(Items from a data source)
- - -
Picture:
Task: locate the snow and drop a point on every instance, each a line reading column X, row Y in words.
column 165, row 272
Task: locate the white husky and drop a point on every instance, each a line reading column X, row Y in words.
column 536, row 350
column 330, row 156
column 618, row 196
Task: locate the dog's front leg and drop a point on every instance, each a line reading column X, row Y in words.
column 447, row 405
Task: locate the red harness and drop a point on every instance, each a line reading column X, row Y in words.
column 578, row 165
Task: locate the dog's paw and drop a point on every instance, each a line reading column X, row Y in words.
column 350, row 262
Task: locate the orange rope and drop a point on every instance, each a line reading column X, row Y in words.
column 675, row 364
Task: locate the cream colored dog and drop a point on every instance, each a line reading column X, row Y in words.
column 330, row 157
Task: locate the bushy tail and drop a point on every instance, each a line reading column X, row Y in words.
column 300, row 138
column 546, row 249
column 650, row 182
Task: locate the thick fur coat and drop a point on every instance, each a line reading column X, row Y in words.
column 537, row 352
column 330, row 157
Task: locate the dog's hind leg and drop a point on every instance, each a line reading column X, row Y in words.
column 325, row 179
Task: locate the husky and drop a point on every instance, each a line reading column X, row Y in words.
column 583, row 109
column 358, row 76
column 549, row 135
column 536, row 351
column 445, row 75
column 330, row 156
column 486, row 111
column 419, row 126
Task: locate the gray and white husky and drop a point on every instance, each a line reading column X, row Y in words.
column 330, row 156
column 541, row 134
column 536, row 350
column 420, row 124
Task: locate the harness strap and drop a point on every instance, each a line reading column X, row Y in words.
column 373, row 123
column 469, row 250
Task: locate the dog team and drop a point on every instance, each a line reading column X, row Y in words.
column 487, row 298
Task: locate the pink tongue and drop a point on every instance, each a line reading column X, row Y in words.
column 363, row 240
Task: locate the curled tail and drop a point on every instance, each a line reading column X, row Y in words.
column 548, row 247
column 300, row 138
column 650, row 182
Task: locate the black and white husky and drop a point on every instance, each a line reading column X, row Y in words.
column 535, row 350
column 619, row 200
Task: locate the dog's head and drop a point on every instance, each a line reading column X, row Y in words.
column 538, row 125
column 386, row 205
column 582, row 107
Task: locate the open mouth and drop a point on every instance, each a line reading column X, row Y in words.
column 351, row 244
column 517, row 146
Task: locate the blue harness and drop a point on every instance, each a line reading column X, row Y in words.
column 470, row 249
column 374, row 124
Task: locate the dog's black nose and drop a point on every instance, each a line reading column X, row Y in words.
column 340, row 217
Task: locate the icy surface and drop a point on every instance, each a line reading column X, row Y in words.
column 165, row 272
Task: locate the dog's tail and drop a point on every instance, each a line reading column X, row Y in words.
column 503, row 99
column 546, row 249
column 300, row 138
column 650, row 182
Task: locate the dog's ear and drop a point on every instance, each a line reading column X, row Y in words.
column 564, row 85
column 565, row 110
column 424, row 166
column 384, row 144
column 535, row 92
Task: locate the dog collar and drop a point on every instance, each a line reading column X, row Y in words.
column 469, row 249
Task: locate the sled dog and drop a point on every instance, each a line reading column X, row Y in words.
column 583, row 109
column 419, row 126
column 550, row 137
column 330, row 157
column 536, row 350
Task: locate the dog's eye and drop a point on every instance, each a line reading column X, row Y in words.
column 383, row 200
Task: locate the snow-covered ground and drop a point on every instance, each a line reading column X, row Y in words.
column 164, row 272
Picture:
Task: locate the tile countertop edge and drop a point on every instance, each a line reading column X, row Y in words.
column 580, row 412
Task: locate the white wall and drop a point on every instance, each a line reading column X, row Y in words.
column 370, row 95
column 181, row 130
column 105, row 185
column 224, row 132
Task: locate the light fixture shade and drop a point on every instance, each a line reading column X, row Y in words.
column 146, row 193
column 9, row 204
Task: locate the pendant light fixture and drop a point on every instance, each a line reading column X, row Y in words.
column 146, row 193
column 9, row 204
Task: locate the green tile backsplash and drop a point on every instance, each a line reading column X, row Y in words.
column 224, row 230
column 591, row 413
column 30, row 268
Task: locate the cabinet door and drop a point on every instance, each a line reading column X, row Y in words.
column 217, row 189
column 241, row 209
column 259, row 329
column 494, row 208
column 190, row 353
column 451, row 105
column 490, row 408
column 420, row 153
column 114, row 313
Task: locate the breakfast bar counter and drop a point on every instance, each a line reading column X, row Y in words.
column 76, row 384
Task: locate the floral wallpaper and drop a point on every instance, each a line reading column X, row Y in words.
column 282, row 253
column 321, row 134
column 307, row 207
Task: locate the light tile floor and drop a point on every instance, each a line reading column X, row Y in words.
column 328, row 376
- - -
Print the data above exactly as it reads.

Picture:
Task: locate the snow and drop a point on every instance, each a line reading column X, row Y in words.
column 165, row 272
Task: locate the white husky and drop a point on every instance, each a line reading column X, row Y in words.
column 536, row 350
column 330, row 156
column 618, row 196
Task: locate the dog's front leg and drop a point on every instance, each a line reading column X, row Y in words.
column 447, row 405
Task: locate the red harness and drop a point on every instance, each a line reading column X, row Y in words.
column 578, row 165
Task: locate the dog's paw and drop a point on every instance, each a line reading column X, row Y in words.
column 350, row 262
Task: locate the orange rope and drop a point on every instance, each a line reading column X, row Y in words.
column 675, row 364
Task: locate the cream colored dog and drop a point on every instance, each a line reading column X, row Y in words.
column 330, row 157
Task: locate the bushy tail and drop a point on every instance, each a line reading column X, row Y in words.
column 300, row 138
column 546, row 249
column 650, row 182
Task: locate the thick fur coat and drop a point on every instance, each a line reading column X, row Y in words.
column 537, row 352
column 330, row 157
Task: locate the dog's hind leg and drop a point on every instance, each a line reading column X, row Y in words.
column 325, row 179
Task: locate the husky and drop a point on every instance, each a line reading column X, row Y in words.
column 583, row 109
column 358, row 76
column 549, row 135
column 536, row 351
column 445, row 75
column 330, row 156
column 486, row 111
column 419, row 126
Task: locate the gray and white husky and drop a point on every instance, each a line reading column X, row Y in words.
column 330, row 156
column 541, row 134
column 536, row 350
column 420, row 124
Task: locate the harness strap and drop a point on every instance, each a line reading column X, row Y in words.
column 373, row 123
column 469, row 250
Task: locate the dog team and drop a point on every instance, each a line reading column X, row Y in words.
column 487, row 298
Task: locate the pink tongue and drop a point on every instance, each a line reading column X, row Y in words.
column 363, row 240
Task: locate the curled tail and drop a point on every instance, each a line reading column X, row Y in words.
column 548, row 247
column 300, row 138
column 650, row 182
Task: locate the black and white husky and drop a point on every instance, each a line reading column X, row Y in words.
column 535, row 350
column 619, row 200
Task: locate the dog's head and drop a point on every instance, each a line reading column X, row Y in words.
column 538, row 125
column 386, row 205
column 582, row 107
Task: locate the open mouth and drop a point on every instance, each a line reading column X, row Y in words.
column 351, row 244
column 517, row 146
Task: locate the blue harness and drop a point on every instance, each a line reading column X, row Y in words.
column 470, row 249
column 374, row 124
Task: locate the dog's black nose and drop a point on every instance, each a line reading column X, row Y in words.
column 340, row 217
Task: locate the icy surface and drop a point on every instance, each a line reading column X, row Y in words.
column 165, row 272
Task: locate the dog's tail and drop a point on every instance, each a line reading column X, row Y in words.
column 503, row 99
column 546, row 249
column 300, row 138
column 650, row 182
Task: locate the dog's ear and drop a point on every instance, each a line reading column X, row Y in words.
column 564, row 85
column 565, row 110
column 424, row 166
column 384, row 144
column 535, row 92
Task: locate the dog collar and drop a point on every instance, each a line reading column X, row Y in words.
column 469, row 249
Task: locate the sled dog and drop a point on every instance, each a line reading column X, row Y in words.
column 583, row 109
column 419, row 126
column 550, row 137
column 330, row 157
column 536, row 350
Task: locate the dog's eye and drop a point on every instance, each a line reading column X, row Y in words.
column 383, row 200
Task: locate the snow-covered ground and drop a point on every instance, each a line reading column X, row Y in words.
column 164, row 272
Picture:
Task: locate the tile countertop edge and drop a point on every instance, each a line reading column X, row Y in words.
column 580, row 412
Task: locate the white wall and drop a point on every instance, each a line reading column X, row Y in words.
column 370, row 95
column 181, row 130
column 105, row 185
column 224, row 132
Task: locate the light fixture shade and drop a point on every instance, each a line reading column X, row Y in words.
column 146, row 193
column 9, row 204
Task: locate the pendant light fixture and drop a point on every instance, each a line reading column X, row Y in words.
column 146, row 193
column 9, row 204
Task: locate the green tile backsplash and drop a point on every instance, each a line reading column X, row Y in words.
column 224, row 230
column 591, row 413
column 30, row 268
Task: locate the cabinet door and drop a point on every instance, each a line reading column X, row Y in words.
column 217, row 189
column 241, row 209
column 259, row 329
column 494, row 208
column 190, row 353
column 451, row 105
column 490, row 408
column 420, row 153
column 114, row 313
Task: locate the breakfast bar counter and drop a point on every instance, each a line reading column X, row Y in words.
column 76, row 384
Task: locate the floral wallpaper and drop a point on every instance, each a line reading column X, row Y in words.
column 282, row 253
column 321, row 134
column 307, row 207
Task: locate the light tile floor and drop a point on every instance, each a line reading column X, row Y in words.
column 328, row 376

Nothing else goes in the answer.